● Dataset extract
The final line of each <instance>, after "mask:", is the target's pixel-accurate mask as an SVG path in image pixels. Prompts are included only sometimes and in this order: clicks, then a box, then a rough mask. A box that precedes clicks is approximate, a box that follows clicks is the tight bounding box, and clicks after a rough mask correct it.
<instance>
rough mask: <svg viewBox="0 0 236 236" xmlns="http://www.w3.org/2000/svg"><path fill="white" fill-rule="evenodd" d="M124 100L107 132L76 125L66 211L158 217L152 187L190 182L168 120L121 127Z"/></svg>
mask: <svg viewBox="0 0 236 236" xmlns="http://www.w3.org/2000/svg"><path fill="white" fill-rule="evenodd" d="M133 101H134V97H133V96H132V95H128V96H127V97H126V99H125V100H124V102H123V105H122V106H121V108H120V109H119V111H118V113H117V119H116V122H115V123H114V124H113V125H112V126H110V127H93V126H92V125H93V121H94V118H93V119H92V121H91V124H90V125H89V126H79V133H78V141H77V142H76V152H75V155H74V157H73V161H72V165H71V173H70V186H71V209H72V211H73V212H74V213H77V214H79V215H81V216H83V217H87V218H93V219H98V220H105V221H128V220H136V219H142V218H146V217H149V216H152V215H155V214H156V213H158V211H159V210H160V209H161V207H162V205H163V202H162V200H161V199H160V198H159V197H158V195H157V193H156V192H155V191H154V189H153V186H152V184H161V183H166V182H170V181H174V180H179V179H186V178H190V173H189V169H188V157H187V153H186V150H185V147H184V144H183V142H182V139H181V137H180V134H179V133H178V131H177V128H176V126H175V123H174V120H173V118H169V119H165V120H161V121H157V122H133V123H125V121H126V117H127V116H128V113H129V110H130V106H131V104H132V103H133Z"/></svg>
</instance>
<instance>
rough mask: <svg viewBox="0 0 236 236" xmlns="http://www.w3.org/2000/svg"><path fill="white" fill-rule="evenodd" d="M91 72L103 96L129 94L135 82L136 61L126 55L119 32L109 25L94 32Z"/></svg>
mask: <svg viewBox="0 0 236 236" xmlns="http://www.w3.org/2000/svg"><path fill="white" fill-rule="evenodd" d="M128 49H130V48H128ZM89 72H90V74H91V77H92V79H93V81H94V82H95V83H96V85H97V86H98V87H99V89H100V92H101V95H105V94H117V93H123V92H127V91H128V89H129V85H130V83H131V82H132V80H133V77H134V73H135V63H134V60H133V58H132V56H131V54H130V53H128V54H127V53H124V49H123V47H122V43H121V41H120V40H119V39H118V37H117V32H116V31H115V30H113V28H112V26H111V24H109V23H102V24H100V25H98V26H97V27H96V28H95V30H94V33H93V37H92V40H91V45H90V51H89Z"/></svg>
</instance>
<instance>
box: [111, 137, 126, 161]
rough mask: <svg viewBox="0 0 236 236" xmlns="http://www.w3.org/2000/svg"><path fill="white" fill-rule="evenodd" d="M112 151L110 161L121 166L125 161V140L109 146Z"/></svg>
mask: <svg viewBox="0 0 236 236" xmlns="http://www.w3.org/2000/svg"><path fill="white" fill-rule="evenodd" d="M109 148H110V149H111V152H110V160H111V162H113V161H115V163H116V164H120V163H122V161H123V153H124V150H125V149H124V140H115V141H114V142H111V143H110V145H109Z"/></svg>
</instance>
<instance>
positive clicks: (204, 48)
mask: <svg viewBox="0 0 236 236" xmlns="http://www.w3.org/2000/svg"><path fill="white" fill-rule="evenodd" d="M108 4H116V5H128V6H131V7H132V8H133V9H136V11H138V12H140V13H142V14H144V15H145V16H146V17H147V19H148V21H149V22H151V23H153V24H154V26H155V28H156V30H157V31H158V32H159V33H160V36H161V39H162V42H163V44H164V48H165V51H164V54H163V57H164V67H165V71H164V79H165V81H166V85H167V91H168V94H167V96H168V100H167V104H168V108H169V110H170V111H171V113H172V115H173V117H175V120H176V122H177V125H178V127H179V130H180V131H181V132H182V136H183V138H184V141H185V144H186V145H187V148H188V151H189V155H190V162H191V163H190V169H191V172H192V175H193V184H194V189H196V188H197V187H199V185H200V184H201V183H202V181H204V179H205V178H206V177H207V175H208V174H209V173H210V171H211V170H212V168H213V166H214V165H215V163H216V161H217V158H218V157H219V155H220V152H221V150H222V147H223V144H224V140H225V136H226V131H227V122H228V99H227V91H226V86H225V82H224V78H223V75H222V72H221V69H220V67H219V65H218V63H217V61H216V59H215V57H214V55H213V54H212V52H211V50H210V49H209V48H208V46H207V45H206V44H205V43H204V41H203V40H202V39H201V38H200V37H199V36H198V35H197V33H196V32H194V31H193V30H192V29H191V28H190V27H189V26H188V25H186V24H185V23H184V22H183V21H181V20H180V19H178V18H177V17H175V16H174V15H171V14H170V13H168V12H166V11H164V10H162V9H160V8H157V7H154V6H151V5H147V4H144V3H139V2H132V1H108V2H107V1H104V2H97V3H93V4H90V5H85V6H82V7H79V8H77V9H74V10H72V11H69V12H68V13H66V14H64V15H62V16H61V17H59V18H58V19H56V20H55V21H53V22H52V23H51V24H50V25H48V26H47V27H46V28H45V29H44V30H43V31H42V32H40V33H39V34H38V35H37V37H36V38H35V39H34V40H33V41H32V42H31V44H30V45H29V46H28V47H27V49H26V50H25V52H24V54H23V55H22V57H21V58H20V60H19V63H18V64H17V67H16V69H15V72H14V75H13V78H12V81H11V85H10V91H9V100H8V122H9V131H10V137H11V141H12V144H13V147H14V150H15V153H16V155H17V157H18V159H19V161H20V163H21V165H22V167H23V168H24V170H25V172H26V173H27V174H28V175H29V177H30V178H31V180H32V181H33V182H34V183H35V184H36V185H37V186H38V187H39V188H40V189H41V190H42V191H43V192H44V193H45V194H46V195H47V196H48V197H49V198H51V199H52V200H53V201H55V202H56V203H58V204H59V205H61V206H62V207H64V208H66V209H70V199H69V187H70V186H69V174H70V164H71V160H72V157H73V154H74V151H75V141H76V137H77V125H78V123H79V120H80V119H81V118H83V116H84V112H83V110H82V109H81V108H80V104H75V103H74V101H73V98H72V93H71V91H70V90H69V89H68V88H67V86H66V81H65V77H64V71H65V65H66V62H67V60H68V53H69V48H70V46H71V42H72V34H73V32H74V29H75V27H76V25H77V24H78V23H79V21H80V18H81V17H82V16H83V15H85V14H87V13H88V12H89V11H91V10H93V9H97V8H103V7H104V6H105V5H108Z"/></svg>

● Goal of the exercise
The entries above must be retyped exactly, down to the last character.

● Answer to this task
The final line of each <instance>, after "mask:", is the target's pixel-accurate mask as an SVG path in image pixels. Prompts are included only sometimes and in this order: clicks, then a box, then a rough mask. A box that precedes clicks is approximate, a box that follows clicks is the tight bounding box, and clicks after a rough mask correct it.
<instance>
rough mask: <svg viewBox="0 0 236 236" xmlns="http://www.w3.org/2000/svg"><path fill="white" fill-rule="evenodd" d="M124 100L107 132L76 125L66 211L158 217L152 187L190 182L168 120L121 127Z"/></svg>
mask: <svg viewBox="0 0 236 236" xmlns="http://www.w3.org/2000/svg"><path fill="white" fill-rule="evenodd" d="M133 101H134V97H133V96H132V95H128V96H127V97H126V99H125V100H124V102H123V105H122V106H121V108H120V109H119V111H118V113H117V119H116V122H115V123H114V124H113V125H112V126H110V127H93V126H92V125H93V121H94V118H93V119H92V121H91V124H90V125H89V126H79V133H78V141H77V142H76V152H75V155H74V157H73V161H72V165H71V173H70V186H71V209H72V211H73V212H74V213H77V214H79V215H81V216H83V217H87V218H93V219H98V220H105V221H128V220H136V219H142V218H146V217H149V216H152V215H155V214H156V213H158V211H159V210H160V209H161V207H162V205H163V202H162V200H161V199H160V198H159V197H158V195H157V193H156V192H155V191H154V189H153V186H152V184H161V183H166V182H170V181H174V180H179V179H186V178H190V173H189V169H188V157H187V153H186V150H185V147H184V144H183V142H182V139H181V137H180V134H179V133H178V131H177V128H176V126H175V123H174V120H173V118H169V119H165V120H161V121H157V122H133V123H125V121H126V117H127V116H128V113H129V110H130V106H131V104H132V103H133Z"/></svg>
</instance>
<instance>
rough mask: <svg viewBox="0 0 236 236" xmlns="http://www.w3.org/2000/svg"><path fill="white" fill-rule="evenodd" d="M91 72L103 96L129 94L135 82L136 61L126 55L119 32L109 25L94 32Z"/></svg>
mask: <svg viewBox="0 0 236 236" xmlns="http://www.w3.org/2000/svg"><path fill="white" fill-rule="evenodd" d="M128 49H130V48H128ZM89 72H90V74H91V77H92V79H93V81H94V82H95V83H96V85H97V86H98V87H99V89H100V92H101V95H105V94H117V93H123V92H127V91H128V89H129V85H130V83H131V82H132V80H133V77H134V73H135V63H134V60H133V58H132V56H131V54H130V53H128V54H127V53H124V49H123V47H122V43H121V41H120V40H119V39H118V37H117V32H116V31H115V30H113V28H112V26H111V24H109V23H102V24H100V25H98V26H97V27H96V28H95V30H94V33H93V37H92V40H91V45H90V51H89Z"/></svg>
</instance>
<instance>
box: [111, 137, 126, 161]
rough mask: <svg viewBox="0 0 236 236" xmlns="http://www.w3.org/2000/svg"><path fill="white" fill-rule="evenodd" d="M112 151L110 161L121 166L125 161V140L109 146Z"/></svg>
mask: <svg viewBox="0 0 236 236" xmlns="http://www.w3.org/2000/svg"><path fill="white" fill-rule="evenodd" d="M109 148H110V149H111V152H110V160H111V162H113V161H115V163H116V164H120V163H122V161H123V153H124V150H125V149H124V140H115V141H114V142H111V143H110V145H109Z"/></svg>
</instance>
<instance>
positive clicks: (204, 48)
mask: <svg viewBox="0 0 236 236" xmlns="http://www.w3.org/2000/svg"><path fill="white" fill-rule="evenodd" d="M108 4H116V5H128V6H131V7H132V8H133V9H136V11H138V12H140V13H142V14H144V15H145V16H146V17H147V19H148V21H149V22H151V23H153V24H154V26H155V28H156V30H157V31H158V32H159V33H160V36H161V39H162V42H163V44H164V48H165V51H164V54H163V57H164V67H165V71H164V79H165V81H166V85H167V91H168V94H167V96H168V100H167V104H168V108H169V110H170V111H171V113H172V115H173V117H175V120H176V122H177V125H178V127H179V130H180V131H181V132H182V136H183V138H184V141H185V144H186V145H187V148H188V151H189V155H190V162H191V163H190V169H191V172H192V175H193V184H194V189H196V188H197V187H199V185H200V184H201V183H202V181H204V179H205V178H206V177H207V175H208V174H209V173H210V171H211V170H212V168H213V166H214V165H215V163H216V161H217V158H218V157H219V155H220V152H221V150H222V147H223V144H224V140H225V136H226V131H227V122H228V99H227V91H226V86H225V82H224V78H223V75H222V72H221V69H220V67H219V65H218V63H217V61H216V59H215V57H214V55H213V54H212V52H211V50H210V49H209V48H208V46H207V45H206V44H205V43H204V41H203V40H202V39H201V38H200V37H199V36H198V35H197V33H196V32H194V31H193V30H192V29H191V28H190V27H189V26H188V25H186V24H185V23H184V22H183V21H181V20H180V19H178V18H177V17H175V16H174V15H171V14H170V13H168V12H166V11H164V10H162V9H160V8H157V7H154V6H151V5H147V4H144V3H139V2H132V1H108V2H107V1H104V2H97V3H93V4H90V5H85V6H82V7H79V8H77V9H74V10H72V11H69V12H68V13H66V14H64V15H62V16H61V17H59V18H58V19H56V20H55V21H53V22H52V23H51V24H50V25H48V26H47V27H46V28H45V29H44V30H43V31H42V32H40V33H39V34H38V35H37V37H36V38H35V39H34V40H33V41H32V42H31V44H30V45H29V46H28V47H27V49H26V50H25V52H24V54H23V55H22V57H21V58H20V60H19V63H18V64H17V67H16V69H15V72H14V75H13V78H12V81H11V85H10V91H9V100H8V122H9V131H10V137H11V141H12V144H13V147H14V150H15V153H16V155H17V157H18V159H19V161H20V163H21V165H22V167H23V168H24V170H25V172H26V173H27V174H28V175H29V177H30V178H31V180H32V181H33V182H34V183H35V184H36V185H37V186H38V187H39V188H40V189H41V190H42V191H43V192H44V193H45V194H46V195H47V196H48V197H49V198H51V199H52V200H53V201H55V202H56V203H58V204H59V205H61V206H62V207H64V208H66V209H70V199H69V187H70V186H69V174H70V164H71V160H72V157H73V154H74V151H75V141H76V137H77V125H78V123H79V120H80V119H81V118H83V116H84V112H83V110H82V109H81V108H80V104H75V103H74V101H73V98H72V93H71V91H70V90H69V89H68V88H67V86H66V81H65V77H64V71H65V65H66V62H67V60H68V53H69V48H70V46H71V42H72V34H73V32H74V29H75V27H76V25H77V24H78V23H79V21H80V18H81V17H82V16H83V15H85V14H87V13H88V12H89V11H91V10H93V9H97V8H103V7H104V6H105V5H108Z"/></svg>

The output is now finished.